Challenge:
Could you convert the part of the entries that opens with the line containing "the zebra head." and runs through the end of the entries into a JSON list of strings, one string per line, leaving out blank lines?

Task input:
○ ○ ○ ○ ○
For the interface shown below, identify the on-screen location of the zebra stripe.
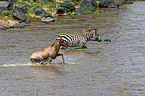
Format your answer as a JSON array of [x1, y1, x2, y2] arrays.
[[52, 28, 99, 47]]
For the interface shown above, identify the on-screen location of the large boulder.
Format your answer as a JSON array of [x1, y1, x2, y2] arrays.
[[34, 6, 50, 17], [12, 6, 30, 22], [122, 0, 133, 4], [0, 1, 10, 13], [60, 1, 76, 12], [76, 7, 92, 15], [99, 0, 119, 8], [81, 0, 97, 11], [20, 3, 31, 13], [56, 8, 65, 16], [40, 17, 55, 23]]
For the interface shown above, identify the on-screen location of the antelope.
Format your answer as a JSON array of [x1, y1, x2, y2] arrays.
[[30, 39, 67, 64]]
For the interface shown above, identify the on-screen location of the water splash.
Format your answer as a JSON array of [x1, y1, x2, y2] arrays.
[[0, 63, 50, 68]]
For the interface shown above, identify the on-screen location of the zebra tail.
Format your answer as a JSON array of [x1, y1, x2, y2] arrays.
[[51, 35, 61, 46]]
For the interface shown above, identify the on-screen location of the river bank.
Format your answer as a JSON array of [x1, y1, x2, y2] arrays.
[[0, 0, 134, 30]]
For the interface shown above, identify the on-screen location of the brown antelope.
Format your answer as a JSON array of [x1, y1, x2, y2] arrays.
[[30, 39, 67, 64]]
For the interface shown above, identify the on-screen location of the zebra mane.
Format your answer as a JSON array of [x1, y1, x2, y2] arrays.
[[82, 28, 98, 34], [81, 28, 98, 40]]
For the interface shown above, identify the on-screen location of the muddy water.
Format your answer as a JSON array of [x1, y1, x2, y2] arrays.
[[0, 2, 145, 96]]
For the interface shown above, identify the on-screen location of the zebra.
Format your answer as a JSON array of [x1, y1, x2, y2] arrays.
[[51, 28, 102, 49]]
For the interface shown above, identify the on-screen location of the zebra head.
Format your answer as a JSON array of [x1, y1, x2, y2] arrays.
○ ○ ○ ○ ○
Task result:
[
  "For the interface shown above, identify the on-screen location of the zebra head.",
  "Format your answer as a JSON array of [x1, y1, x2, y2] arrays."
]